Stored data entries
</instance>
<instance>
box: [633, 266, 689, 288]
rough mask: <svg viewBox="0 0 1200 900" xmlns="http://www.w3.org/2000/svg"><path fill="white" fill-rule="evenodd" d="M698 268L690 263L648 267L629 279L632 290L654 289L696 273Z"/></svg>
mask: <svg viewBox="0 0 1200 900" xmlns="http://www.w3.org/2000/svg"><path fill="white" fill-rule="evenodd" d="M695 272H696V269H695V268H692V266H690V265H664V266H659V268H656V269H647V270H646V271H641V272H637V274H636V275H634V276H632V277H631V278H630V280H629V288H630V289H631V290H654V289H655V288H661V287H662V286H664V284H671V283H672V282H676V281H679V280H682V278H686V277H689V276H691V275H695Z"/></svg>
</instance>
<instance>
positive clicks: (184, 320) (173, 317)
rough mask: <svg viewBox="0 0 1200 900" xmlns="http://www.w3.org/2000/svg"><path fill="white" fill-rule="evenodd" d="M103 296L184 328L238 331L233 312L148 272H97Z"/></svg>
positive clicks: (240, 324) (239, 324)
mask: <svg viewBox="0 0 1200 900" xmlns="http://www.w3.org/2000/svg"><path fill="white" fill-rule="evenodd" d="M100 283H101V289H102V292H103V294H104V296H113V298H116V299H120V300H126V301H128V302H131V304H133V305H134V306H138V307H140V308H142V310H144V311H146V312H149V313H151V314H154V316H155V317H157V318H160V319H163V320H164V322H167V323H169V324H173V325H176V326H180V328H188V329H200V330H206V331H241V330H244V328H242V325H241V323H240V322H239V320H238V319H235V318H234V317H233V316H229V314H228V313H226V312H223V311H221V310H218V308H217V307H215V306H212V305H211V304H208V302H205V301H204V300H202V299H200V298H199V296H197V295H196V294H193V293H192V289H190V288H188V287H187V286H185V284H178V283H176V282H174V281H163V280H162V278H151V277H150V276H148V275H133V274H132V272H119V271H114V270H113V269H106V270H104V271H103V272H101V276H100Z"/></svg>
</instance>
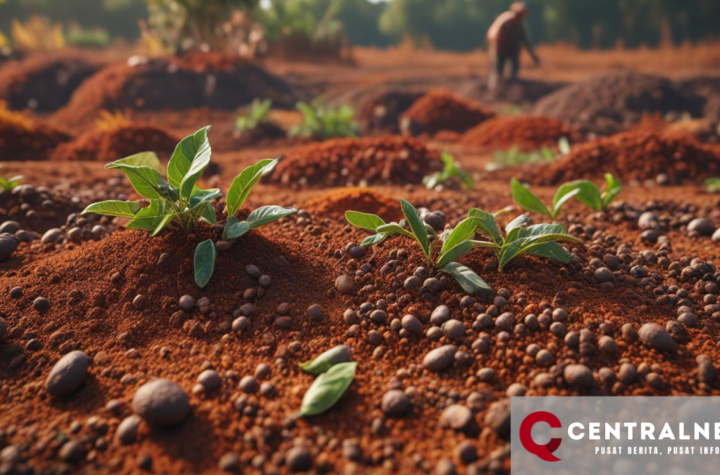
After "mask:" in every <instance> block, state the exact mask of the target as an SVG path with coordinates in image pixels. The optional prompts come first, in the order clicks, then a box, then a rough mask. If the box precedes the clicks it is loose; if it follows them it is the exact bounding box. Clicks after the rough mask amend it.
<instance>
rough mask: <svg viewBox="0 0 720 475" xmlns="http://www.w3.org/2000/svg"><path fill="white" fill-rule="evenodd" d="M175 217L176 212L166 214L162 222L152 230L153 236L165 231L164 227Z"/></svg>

The task →
An exact copy of every line above, minus the pictures, is the required output.

Solution to this task →
</instance>
<instance>
box: [633, 266, 689, 288]
rough mask: <svg viewBox="0 0 1200 900" xmlns="http://www.w3.org/2000/svg"><path fill="white" fill-rule="evenodd" d="M698 268L690 263L648 267L629 279L632 290L654 289L696 273Z"/></svg>
mask: <svg viewBox="0 0 1200 900" xmlns="http://www.w3.org/2000/svg"><path fill="white" fill-rule="evenodd" d="M695 272H696V269H695V268H692V266H690V265H664V266H659V268H656V269H647V270H646V271H641V272H637V274H636V275H634V276H632V277H631V278H630V280H629V288H630V289H631V290H654V289H655V288H661V287H662V286H664V284H671V283H672V282H676V281H679V280H682V278H686V277H689V276H691V275H695Z"/></svg>
</instance>
<instance>
positive clicks: (184, 320) (173, 317)
rough mask: <svg viewBox="0 0 1200 900" xmlns="http://www.w3.org/2000/svg"><path fill="white" fill-rule="evenodd" d="M103 296L184 328L238 331L233 312L148 272H97Z"/></svg>
positive clicks: (240, 324) (239, 324)
mask: <svg viewBox="0 0 1200 900" xmlns="http://www.w3.org/2000/svg"><path fill="white" fill-rule="evenodd" d="M100 283H101V289H102V292H103V294H104V296H113V298H116V299H120V300H126V301H128V302H131V304H133V305H134V306H138V307H140V308H142V310H144V311H146V312H149V313H151V314H154V316H155V317H157V318H160V319H163V320H164V322H167V323H169V324H173V325H176V326H180V328H188V329H200V330H206V331H241V330H244V328H242V325H241V323H240V322H239V320H238V319H235V318H234V317H233V316H229V314H228V313H226V312H223V311H221V310H218V308H217V307H215V306H212V305H211V304H208V302H205V301H204V300H202V299H200V298H199V296H197V295H196V294H193V293H192V289H190V288H188V287H187V286H185V284H178V283H176V282H174V281H163V280H162V278H151V277H150V276H148V275H133V274H132V272H119V271H114V270H113V269H106V270H104V271H103V272H101V276H100Z"/></svg>
</instance>
After "mask:" in every <instance> block, state the exact mask of the target as an SVG path with coordinates in image pixels. The optional prompts come first, in the order clicks, then a box, then a rough mask. If the box precedes the clicks it is loose; if it follows them it is the exact bounding box. Clicks after the rough mask amend it.
<instance>
rough mask: <svg viewBox="0 0 720 475" xmlns="http://www.w3.org/2000/svg"><path fill="white" fill-rule="evenodd" d="M175 217L176 212L166 214L162 222L152 230L153 236L165 231L164 227Z"/></svg>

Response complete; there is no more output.